▶ Your assignment
As soon as the line containing "target | range hood cabinet surround" appears in the material below, start returning lines exactly, and end with the line containing "point | a marker on each instance of the white interior".
============================================================
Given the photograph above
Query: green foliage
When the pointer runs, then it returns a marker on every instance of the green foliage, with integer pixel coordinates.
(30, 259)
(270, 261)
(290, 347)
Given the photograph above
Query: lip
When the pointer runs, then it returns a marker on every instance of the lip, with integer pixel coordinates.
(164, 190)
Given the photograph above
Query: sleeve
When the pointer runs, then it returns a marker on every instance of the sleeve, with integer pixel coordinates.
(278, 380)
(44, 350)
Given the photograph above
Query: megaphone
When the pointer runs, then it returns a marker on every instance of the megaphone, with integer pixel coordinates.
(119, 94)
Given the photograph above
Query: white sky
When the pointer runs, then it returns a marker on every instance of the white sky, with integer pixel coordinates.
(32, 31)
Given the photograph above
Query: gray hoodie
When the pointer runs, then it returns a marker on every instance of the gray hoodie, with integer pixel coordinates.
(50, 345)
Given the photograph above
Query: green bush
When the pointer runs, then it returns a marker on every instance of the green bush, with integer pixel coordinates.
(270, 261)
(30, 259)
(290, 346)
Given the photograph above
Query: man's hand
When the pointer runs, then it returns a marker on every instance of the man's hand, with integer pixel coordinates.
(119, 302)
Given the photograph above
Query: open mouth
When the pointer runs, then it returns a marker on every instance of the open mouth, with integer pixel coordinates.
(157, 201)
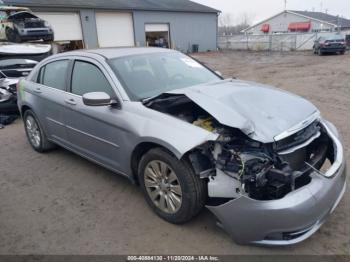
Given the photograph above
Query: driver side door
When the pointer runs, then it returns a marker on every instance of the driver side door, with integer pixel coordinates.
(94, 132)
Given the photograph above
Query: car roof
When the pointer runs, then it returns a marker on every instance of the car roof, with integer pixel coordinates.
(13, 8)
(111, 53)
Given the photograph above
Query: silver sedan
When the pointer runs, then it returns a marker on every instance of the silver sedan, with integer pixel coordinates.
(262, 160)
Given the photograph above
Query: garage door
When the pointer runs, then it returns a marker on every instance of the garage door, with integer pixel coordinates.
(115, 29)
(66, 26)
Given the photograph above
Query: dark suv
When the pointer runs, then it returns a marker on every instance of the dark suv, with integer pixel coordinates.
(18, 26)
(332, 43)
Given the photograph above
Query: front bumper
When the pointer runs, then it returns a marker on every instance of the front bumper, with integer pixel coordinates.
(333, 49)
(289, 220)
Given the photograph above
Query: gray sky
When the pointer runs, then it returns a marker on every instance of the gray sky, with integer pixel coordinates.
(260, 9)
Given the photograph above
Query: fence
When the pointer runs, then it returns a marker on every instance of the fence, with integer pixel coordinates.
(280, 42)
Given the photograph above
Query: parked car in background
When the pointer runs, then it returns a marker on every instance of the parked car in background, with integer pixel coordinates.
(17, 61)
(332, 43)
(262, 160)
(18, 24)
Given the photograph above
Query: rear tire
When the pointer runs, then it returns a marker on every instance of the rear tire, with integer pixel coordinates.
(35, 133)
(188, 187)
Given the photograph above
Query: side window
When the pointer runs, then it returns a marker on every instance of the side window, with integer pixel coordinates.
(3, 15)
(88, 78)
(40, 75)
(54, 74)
============================================================
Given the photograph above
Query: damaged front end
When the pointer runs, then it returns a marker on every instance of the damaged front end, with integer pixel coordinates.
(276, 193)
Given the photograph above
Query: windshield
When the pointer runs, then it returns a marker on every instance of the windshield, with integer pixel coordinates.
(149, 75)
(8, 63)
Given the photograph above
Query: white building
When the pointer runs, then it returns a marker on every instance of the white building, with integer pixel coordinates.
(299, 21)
============================================================
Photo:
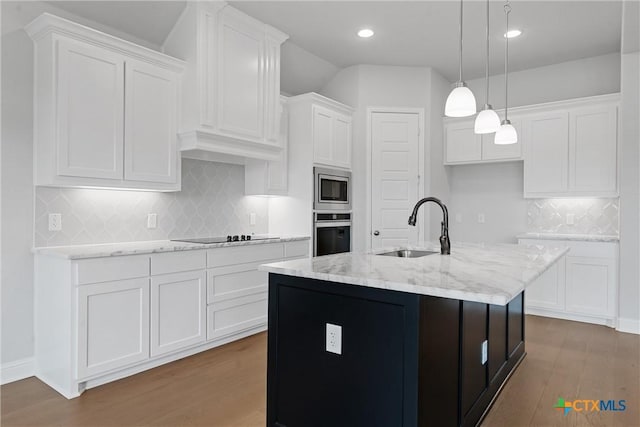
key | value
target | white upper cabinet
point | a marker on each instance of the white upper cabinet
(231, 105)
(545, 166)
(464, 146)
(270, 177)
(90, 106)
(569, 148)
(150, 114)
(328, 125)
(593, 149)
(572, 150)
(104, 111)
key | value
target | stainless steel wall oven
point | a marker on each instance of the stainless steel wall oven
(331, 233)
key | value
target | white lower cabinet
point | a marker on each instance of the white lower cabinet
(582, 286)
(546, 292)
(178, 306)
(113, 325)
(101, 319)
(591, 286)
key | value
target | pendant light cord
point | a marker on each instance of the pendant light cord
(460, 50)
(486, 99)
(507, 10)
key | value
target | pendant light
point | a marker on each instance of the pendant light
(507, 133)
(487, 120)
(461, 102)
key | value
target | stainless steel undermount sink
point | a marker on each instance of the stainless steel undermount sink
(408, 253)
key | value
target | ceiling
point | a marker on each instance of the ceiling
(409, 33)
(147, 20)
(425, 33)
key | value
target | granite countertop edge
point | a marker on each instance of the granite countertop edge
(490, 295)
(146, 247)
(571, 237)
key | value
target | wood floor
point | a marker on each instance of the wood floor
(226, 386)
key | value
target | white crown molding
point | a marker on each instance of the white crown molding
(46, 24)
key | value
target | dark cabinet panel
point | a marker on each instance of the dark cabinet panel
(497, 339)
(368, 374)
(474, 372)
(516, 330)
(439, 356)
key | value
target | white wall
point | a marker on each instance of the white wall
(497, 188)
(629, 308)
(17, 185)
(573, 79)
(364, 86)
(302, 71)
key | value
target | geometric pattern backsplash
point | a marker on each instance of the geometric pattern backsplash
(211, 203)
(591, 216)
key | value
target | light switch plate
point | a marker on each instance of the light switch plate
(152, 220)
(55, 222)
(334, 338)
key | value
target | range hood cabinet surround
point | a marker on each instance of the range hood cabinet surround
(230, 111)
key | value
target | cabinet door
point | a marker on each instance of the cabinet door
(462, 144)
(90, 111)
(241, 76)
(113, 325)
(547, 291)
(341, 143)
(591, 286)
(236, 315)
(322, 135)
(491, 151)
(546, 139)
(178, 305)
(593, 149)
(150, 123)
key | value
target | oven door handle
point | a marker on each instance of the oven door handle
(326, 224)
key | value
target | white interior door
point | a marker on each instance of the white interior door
============================================================
▶ Answer box
target | range hood cabinet surround
point | a marker on each instance of the range hood cabinet surround
(230, 111)
key | value
target | cabinet door
point | a marker on each instance of the cabinet door
(462, 144)
(90, 111)
(241, 76)
(113, 325)
(547, 291)
(341, 143)
(591, 286)
(236, 315)
(322, 135)
(491, 151)
(546, 139)
(178, 305)
(593, 149)
(150, 123)
key | value
target | oven door handle
point | a marker on each instance of the oven door handle
(326, 224)
key | value
target | white interior door
point | a marker on each instance of the white interior door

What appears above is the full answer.